### Data to examine ###

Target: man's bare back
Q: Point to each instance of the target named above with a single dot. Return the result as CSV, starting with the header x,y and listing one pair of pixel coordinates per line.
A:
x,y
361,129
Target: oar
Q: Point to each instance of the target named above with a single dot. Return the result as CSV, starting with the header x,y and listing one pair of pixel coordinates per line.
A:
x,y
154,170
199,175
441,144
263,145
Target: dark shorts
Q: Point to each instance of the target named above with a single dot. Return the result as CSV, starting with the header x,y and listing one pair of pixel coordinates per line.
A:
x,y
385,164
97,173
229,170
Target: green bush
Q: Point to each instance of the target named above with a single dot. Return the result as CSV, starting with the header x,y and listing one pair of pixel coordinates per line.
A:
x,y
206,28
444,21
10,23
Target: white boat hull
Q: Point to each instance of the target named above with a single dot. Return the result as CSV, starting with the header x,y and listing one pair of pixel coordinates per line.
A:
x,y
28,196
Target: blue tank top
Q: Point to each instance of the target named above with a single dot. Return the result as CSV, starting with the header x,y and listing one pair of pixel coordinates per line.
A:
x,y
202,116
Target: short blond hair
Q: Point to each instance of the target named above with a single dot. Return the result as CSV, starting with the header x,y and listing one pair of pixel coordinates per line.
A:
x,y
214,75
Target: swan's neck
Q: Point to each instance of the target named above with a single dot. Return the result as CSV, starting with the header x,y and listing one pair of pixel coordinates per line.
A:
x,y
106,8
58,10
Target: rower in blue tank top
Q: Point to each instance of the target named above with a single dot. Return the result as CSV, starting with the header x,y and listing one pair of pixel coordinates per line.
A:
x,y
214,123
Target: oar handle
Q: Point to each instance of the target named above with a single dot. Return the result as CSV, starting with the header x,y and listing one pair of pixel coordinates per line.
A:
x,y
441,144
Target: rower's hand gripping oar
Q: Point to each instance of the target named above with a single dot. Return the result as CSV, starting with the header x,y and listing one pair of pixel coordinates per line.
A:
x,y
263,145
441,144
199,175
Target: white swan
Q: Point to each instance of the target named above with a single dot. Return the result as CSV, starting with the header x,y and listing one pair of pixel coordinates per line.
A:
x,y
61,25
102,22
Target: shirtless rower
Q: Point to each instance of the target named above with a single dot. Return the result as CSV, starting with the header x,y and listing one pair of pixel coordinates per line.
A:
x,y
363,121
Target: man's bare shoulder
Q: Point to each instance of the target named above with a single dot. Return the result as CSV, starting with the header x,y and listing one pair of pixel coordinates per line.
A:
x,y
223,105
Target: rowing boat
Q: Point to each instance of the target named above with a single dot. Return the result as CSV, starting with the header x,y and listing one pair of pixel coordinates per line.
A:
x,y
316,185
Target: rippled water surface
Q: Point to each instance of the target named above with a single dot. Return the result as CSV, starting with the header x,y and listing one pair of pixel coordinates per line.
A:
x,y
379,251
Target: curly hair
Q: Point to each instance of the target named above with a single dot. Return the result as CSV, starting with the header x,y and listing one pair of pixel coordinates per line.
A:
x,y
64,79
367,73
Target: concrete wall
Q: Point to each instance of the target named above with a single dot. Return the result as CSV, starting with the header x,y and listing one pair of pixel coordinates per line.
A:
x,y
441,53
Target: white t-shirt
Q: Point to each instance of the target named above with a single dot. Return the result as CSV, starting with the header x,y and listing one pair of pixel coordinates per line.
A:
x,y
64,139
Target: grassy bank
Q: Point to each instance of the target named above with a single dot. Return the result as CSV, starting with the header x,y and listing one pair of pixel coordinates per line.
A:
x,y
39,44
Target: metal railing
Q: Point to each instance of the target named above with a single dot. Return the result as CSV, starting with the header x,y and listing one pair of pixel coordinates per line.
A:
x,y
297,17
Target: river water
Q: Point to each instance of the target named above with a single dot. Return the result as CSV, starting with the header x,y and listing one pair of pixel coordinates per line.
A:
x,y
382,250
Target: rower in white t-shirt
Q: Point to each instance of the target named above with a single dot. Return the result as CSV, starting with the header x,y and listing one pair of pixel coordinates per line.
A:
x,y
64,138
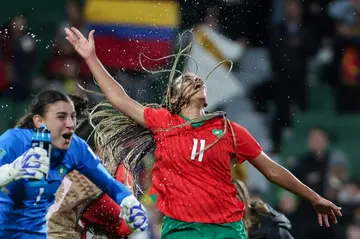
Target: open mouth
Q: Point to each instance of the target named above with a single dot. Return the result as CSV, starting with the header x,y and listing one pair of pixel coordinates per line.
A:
x,y
67,136
198,86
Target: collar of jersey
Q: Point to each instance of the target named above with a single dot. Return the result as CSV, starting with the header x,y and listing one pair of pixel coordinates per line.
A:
x,y
194,125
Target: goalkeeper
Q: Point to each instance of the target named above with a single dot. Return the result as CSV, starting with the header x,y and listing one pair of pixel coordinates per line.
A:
x,y
24,202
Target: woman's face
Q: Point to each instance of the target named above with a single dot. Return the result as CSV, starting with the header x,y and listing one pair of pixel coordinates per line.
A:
x,y
60,119
192,89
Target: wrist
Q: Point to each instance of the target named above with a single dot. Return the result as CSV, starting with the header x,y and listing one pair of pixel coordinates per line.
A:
x,y
91,59
315,198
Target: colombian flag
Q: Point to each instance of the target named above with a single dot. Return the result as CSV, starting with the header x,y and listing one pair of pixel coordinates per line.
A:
x,y
124,29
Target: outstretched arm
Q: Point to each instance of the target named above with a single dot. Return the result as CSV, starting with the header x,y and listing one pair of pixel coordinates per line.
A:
x,y
282,177
112,90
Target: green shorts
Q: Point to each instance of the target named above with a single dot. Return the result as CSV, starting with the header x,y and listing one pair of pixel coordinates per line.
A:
x,y
173,229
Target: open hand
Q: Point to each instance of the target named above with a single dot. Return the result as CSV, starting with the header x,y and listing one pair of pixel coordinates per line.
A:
x,y
326,209
85,47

###

How to complete this task => Return the lines of the data above in full and exactly, with no pictures.

Exercise output =>
Target: man's bare back
Q: Point to each instance of the target named above with a single dot. Return the result as CSV, starting with the header x,y and listing one pair of pixel coordinates per line.
A:
x,y
361,129
Target: oar
Q: Point to each instance of the target named above with a single dot. Return the result as CSV, starting with the header x,y and listing one pair of pixel coordinates per line.
A:
x,y
154,170
199,175
441,144
263,145
Target: dark shorts
Q: Point to each instance of the target named above with a single dot. Return the result as CSV, starting with the header x,y and listing one pair of pixel coordinates per line.
A:
x,y
385,164
97,173
229,170
Target: green bush
Q: Point to each instance of the target named above with a single dot. Return the result as CSV, starting with the header x,y and listing one pair of pixel coordinates per line.
A:
x,y
206,28
444,21
10,23
Target: white boat hull
Q: Point to each instance of the target named above with a single dot. Return the result as CSV, starting with the header x,y and listing one pair of pixel coordinates per line.
A:
x,y
28,196
Target: blue tank top
Q: Point to each instance of the target named above with a single dot. Return the result as CSV, starting with the header x,y and listing one pair of pixel coordinates per line.
A:
x,y
202,116
Target: short blond hair
Q: Point to each instance of the target named above with a single dot. Return the result as CSV, starting with the header x,y and listing one pair of pixel coordinates per line.
A:
x,y
214,75
Target: swan's neck
Q: Point to each instance of the target named above with a single dot. Return the result as CSV, starting with the header x,y and listing one pair of pixel coordinates per line.
A:
x,y
106,8
58,10
Target: rower in blue tank top
Q: Point to each instance of the target named above with a single dot. Return the result as CSV, starting with the header x,y and listing one pair of pixel coordinates per line.
A:
x,y
214,123
Target: oar handle
Q: Point to each instance of the target named above with a single dot. Return the result as CSV, starting with the header x,y and listing one pair of pixel coordinates per line.
A:
x,y
441,144
Target: rower's hand gripping oar
Q: Point to each instance of the target named above with a single dot. Return the result as CSV, starting with the header x,y and listing one pair of pixel coordinates per line.
A:
x,y
263,145
441,144
199,175
Target: white swan
Q: Point to each instance of the target named above with a single dot. Return the result as CSV, starting with the header x,y and listing one pair of pixel coordinates per line.
A:
x,y
61,25
102,22
Target: shirtless rower
Q: Point to each instance of the target named above with a single dot. Return the result as CSV, starting with the header x,y and listing one pair of pixel coordinates per line.
A:
x,y
363,121
Target: man's bare shoulder
Q: Point to each instance of the target named above with a single dot. Return the result as CSV, starting with the header x,y and listing one pair of pixel coordinates per line.
A:
x,y
223,105
Target: rowing boat
Q: Point to each instance of the target named above with a single dot. Return the result as CSV, starting with the header x,y and listing one pair of pixel coordinates per line.
A:
x,y
316,185
Target: rippled water surface
Q: Point to each instance of the target named above with a single dot. Return the result as CSV, starting with the header x,y and listing one pair of pixel coordinates per line.
A:
x,y
379,251
Target: curly hair
Q: Point to each instance of the target named above with a single dot. Return the result as CSV, starting with the header x,y and listing one pair of pixel coordinates per line.
A:
x,y
64,79
367,73
Target: concrete wall
Q: Point to each instance of the target named above with a single dot. Return the result as CSV, starting with the header x,y and listing one pair of pixel coordinates per line.
A:
x,y
441,53
Target: white t-shirt
Q: Point to each instance of the target named above with a single dot. Return the result as CSV, starting with the header x,y and listing one pair of pixel coordinates per line.
A:
x,y
64,139
Target: grassy bank
Q: Point to each instance of the target named above with a single dot. Return the result as CSV, starting with the header x,y and listing one pair of pixel coordinates per line.
A:
x,y
39,44
Target: metal railing
Q: Point to each instance of the target named above with a single dot. Return the result as CSV, starting with the header x,y and listing one pair of pixel coordinates per line.
A:
x,y
297,17
Target: river water
Q: Point to each instance of the target named above with a single dot. Return the result as CSV, starting with the header x,y and listing one pair of pixel coordinates per line.
A:
x,y
382,250
Target: rower in white t-shirt
Q: Point to each instance of the target named above with a single dot. Return the result as CSV, starting with the header x,y and listing one pair of pixel coordinates per line.
A:
x,y
64,138
Target: open mouth
Q: Point to each instance of the target named above with a single dot. Return the result as CSV, starting with the header x,y and listing one pair of pixel coordinates per line.
A:
x,y
67,136
198,86
Target: collar of jersey
Q: Point to each instance of the target named above with a single dot. Return the result as CSV, starting with the header x,y and listing one pair of pixel coordinates per line.
A:
x,y
194,125
Target: goalkeeper
Q: Point to each instance of the target named above with a single dot. Return the result as CSV, starting with the header x,y and listing one pair of pixel coordinates per line.
A:
x,y
24,202
Target: woman's face
Q: Point to each instance of the target named above with a single dot. Return the result as CSV, starting with the header x,y and listing one pair of pixel coordinates per line.
A:
x,y
60,119
192,89
Target: wrist
Q: Point to each instance of the target named above with a single dot. Return the result as CSV, starting with the header x,y and listing one pair of pixel coordinates per line.
A:
x,y
91,59
315,198
Target: colombian flag
Q: Point to each instance of the target named above with a single dot. Return the result as CSV, starting with the header x,y and listing one pair of pixel coordinates per line.
A:
x,y
124,29
Target: outstretched arm
Q: Point to each instance of the target named above with a single dot. Return the result as CSV, starting with the header x,y and listing one pair of pixel coordinates per line.
A:
x,y
282,177
112,90
Target: green shorts
Q: Point to each instance of the target named above with a single dot. Return the result as CSV, starting with the header x,y and listing one pair of pixel coordinates per line.
A:
x,y
173,229
Target: open hand
Q: Point to each instance of the target named above with a single dot. Return the result as CSV, starting with the header x,y and listing one pair of pixel coordinates per line.
A:
x,y
326,209
85,47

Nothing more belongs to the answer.